Extract each line of the material below that contains the string "sleeve". Treat the match as case-sensitive.

Information given.
-*-
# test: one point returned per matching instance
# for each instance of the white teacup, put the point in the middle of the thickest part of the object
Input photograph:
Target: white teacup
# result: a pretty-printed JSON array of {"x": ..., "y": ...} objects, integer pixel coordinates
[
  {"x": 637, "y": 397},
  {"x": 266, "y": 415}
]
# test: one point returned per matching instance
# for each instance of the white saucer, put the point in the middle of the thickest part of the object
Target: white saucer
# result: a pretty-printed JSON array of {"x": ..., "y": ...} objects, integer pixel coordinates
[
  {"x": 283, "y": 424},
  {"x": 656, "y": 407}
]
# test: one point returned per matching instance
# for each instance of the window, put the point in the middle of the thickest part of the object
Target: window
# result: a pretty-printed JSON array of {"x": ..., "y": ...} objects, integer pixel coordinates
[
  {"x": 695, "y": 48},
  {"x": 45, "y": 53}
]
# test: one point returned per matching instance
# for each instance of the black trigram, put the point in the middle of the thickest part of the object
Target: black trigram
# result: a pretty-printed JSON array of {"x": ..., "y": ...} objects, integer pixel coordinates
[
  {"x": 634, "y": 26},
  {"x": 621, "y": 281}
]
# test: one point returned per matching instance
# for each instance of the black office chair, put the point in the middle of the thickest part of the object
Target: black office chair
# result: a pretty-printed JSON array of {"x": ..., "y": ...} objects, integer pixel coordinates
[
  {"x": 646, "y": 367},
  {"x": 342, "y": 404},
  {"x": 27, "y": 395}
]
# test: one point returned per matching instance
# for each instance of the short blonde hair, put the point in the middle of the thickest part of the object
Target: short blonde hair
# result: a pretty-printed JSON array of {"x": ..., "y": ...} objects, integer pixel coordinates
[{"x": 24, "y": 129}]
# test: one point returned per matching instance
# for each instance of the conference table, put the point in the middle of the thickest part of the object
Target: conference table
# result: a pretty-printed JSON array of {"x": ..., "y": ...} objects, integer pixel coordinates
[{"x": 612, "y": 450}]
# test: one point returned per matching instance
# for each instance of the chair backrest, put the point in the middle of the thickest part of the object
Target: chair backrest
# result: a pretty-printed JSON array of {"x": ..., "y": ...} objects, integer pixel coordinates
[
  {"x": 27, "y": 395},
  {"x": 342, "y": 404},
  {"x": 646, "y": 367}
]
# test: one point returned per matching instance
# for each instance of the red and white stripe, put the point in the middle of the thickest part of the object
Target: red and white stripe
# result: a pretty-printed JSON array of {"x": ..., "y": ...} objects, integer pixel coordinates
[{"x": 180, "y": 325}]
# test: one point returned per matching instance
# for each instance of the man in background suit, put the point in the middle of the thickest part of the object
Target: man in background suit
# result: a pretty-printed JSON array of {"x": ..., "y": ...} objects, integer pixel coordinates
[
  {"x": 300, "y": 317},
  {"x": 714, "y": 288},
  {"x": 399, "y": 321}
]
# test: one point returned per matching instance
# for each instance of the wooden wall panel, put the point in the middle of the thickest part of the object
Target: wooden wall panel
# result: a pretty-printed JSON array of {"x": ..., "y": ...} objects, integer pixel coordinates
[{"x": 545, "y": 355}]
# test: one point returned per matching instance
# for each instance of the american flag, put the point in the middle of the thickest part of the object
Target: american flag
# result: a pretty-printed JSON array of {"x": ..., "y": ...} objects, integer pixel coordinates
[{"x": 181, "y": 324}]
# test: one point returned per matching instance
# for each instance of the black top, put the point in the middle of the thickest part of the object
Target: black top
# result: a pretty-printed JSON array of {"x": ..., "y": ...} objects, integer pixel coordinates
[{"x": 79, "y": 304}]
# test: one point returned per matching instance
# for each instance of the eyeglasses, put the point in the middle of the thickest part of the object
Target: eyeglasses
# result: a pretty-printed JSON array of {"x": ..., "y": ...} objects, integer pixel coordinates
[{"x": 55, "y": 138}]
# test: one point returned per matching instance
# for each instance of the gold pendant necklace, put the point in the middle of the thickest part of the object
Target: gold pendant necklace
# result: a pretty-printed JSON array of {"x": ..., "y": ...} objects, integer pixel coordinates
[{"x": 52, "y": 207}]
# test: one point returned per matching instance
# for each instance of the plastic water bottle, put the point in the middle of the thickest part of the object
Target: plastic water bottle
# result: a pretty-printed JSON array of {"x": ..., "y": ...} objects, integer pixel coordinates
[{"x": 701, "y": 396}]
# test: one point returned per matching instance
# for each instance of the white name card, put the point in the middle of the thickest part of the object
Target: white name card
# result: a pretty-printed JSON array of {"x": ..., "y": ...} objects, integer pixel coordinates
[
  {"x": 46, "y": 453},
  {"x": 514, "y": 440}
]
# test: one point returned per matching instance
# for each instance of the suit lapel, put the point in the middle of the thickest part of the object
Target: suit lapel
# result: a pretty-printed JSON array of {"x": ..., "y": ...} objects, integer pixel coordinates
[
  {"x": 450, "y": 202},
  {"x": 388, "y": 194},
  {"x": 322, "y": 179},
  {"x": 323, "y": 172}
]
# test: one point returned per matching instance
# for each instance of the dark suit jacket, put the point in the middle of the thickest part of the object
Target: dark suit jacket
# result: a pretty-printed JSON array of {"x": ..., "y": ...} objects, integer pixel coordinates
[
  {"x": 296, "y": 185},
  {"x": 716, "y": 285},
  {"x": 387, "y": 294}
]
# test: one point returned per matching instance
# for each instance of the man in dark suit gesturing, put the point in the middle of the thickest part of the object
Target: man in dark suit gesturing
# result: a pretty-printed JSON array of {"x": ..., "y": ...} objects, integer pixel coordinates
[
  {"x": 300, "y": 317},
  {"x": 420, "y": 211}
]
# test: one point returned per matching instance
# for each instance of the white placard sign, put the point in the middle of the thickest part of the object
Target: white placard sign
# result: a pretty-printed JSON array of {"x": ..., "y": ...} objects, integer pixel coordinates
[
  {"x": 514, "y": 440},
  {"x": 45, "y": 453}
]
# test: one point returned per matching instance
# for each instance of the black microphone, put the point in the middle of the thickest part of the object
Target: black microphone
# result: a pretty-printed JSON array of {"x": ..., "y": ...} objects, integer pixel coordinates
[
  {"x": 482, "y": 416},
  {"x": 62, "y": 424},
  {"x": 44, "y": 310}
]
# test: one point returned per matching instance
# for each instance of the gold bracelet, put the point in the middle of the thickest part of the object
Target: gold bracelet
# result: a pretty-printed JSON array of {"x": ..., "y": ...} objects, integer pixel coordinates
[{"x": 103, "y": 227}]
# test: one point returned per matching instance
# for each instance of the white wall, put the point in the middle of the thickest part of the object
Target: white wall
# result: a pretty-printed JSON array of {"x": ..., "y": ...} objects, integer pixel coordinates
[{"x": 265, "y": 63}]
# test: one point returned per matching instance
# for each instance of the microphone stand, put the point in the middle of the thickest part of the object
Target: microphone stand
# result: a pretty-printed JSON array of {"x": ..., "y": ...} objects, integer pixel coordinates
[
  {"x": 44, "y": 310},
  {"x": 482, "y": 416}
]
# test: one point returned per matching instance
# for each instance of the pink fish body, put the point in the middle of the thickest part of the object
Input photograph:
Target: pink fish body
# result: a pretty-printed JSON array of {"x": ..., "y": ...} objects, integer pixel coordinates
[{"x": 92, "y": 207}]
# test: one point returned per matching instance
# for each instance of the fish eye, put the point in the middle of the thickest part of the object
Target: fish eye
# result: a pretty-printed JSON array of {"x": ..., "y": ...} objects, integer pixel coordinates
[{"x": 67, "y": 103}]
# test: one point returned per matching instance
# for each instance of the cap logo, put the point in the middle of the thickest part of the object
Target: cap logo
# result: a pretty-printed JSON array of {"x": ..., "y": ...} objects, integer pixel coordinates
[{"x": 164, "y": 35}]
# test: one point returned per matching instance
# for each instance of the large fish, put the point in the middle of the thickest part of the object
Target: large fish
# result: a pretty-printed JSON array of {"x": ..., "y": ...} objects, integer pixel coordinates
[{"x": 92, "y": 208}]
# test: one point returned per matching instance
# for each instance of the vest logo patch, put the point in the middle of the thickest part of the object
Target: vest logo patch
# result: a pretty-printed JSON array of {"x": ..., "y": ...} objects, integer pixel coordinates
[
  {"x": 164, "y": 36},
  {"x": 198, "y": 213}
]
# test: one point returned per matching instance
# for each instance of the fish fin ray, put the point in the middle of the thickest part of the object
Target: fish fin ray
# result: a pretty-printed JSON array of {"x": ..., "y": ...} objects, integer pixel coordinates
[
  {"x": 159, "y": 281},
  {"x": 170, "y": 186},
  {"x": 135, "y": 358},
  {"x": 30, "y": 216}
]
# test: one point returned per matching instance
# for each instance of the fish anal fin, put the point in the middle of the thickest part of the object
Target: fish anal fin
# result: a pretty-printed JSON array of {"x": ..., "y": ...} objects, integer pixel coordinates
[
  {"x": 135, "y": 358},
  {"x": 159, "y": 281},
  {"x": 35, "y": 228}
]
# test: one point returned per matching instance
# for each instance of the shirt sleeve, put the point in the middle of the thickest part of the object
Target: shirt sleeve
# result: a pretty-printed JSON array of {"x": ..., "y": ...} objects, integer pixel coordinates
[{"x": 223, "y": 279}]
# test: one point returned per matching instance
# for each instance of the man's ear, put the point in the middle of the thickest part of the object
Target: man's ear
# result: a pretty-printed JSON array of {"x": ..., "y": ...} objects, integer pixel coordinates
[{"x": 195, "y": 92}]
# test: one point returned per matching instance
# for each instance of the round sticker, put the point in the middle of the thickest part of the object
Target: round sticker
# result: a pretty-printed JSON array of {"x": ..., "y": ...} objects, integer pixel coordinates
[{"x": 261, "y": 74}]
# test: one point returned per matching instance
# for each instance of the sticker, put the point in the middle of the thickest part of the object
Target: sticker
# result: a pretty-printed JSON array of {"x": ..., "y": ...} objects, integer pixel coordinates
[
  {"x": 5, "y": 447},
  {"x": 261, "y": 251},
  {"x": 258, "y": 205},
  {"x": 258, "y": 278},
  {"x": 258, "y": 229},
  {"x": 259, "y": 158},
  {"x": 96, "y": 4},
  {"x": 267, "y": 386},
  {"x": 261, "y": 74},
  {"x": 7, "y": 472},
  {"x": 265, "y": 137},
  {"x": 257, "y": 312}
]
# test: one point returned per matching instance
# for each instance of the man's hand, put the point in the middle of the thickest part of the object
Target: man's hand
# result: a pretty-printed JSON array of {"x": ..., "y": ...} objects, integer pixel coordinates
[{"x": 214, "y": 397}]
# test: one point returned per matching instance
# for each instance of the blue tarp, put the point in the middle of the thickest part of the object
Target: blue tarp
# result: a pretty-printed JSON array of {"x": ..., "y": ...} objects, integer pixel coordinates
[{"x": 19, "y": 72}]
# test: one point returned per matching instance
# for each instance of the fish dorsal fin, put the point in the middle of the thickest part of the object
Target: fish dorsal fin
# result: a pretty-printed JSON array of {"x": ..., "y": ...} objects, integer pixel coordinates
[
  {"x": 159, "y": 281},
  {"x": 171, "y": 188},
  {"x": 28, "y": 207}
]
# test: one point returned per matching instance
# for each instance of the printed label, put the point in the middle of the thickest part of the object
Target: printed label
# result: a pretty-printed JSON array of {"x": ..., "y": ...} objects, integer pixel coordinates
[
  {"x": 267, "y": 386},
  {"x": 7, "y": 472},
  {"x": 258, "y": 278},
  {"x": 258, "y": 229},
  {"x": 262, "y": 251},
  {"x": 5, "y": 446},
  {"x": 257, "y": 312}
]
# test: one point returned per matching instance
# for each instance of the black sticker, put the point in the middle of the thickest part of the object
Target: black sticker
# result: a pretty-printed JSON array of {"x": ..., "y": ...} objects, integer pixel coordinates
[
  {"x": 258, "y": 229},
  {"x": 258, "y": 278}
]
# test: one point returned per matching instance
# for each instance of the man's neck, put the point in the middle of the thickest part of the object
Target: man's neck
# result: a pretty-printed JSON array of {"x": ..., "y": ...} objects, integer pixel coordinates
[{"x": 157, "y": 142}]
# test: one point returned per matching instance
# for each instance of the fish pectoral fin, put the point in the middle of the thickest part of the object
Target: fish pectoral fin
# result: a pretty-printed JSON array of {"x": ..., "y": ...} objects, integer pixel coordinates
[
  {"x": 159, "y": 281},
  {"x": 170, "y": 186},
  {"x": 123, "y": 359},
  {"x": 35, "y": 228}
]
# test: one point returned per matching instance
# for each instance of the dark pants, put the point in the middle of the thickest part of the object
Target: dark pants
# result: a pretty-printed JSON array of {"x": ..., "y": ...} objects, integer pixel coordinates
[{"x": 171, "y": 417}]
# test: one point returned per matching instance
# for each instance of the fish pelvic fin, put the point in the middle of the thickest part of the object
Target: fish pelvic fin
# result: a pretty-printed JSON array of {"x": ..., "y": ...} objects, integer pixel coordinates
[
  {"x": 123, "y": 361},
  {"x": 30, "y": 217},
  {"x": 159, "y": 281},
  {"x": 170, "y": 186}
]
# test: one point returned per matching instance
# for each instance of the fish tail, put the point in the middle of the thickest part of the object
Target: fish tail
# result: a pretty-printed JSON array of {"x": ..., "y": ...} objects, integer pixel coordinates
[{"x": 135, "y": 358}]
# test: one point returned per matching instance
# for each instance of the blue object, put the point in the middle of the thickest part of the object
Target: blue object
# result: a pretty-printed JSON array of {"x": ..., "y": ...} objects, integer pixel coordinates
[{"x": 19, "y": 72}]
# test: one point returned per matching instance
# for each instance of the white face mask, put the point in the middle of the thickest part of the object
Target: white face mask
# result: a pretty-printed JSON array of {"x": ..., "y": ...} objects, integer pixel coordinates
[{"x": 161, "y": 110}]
-*-
Task result.
# for each instance of the shirt sleeve, put the point in the middle of the thickest part of the object
Target: shirt sleeve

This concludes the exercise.